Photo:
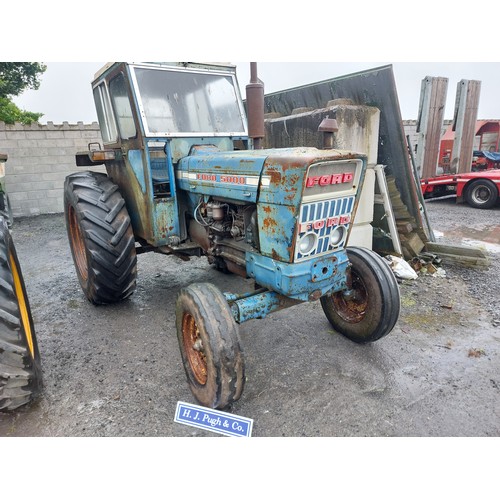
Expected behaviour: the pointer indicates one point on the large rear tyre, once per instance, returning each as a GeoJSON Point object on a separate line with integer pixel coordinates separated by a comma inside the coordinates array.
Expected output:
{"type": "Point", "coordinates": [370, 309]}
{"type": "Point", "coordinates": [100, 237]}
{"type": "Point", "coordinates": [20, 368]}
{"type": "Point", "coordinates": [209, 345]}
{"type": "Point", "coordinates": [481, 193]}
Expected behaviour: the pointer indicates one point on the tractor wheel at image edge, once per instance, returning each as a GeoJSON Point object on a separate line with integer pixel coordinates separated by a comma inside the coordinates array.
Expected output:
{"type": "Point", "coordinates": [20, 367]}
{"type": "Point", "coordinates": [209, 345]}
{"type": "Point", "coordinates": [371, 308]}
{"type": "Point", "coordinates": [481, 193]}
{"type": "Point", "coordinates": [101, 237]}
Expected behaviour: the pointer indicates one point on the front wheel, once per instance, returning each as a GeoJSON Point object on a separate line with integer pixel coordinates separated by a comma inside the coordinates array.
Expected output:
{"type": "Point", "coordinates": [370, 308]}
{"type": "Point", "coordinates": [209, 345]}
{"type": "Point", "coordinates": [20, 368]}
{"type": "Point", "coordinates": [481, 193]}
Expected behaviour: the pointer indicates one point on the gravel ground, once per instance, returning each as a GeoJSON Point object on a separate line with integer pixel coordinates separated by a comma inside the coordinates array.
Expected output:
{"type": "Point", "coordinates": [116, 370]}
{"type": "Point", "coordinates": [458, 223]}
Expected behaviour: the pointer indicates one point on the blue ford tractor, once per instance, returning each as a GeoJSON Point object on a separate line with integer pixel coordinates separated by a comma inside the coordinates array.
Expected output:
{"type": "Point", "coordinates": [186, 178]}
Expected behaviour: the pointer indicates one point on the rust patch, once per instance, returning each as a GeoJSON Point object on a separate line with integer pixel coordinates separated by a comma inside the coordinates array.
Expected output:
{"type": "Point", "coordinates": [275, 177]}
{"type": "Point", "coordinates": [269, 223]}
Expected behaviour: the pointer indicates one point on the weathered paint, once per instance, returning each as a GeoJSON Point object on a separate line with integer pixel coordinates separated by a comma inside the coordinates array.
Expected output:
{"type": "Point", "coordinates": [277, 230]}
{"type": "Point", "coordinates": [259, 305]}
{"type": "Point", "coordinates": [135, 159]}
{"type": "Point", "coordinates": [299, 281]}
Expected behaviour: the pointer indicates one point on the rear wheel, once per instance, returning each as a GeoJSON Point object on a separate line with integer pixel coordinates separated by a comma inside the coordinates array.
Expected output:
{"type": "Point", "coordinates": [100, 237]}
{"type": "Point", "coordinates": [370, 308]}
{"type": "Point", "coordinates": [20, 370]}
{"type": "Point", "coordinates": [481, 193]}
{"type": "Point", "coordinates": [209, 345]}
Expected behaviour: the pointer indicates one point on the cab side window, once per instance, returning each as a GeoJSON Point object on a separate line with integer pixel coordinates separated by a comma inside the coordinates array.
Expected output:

########

Every line from the one holding "Expected behaviour: the pointer indicates one point on the rear" through the final line of the listing must be echoed exactly; leave out all other lines.

• **Exercise result**:
Expected behaviour: the pointer indicates one point on the rear wheel, once per instance, returning each as a GeoJSON Point object on a separate line with integer pixel coordinates separated by a comma inside the coordinates array.
Expected output:
{"type": "Point", "coordinates": [100, 237]}
{"type": "Point", "coordinates": [370, 308]}
{"type": "Point", "coordinates": [20, 370]}
{"type": "Point", "coordinates": [481, 193]}
{"type": "Point", "coordinates": [209, 345]}
Expected behaviour: the pointer indicates one point on the cab side window, once per instance, returning each as a GeoJSON Point object on a separate line with integer pixel coordinates separated by a comma inside the coordinates array.
Expected output:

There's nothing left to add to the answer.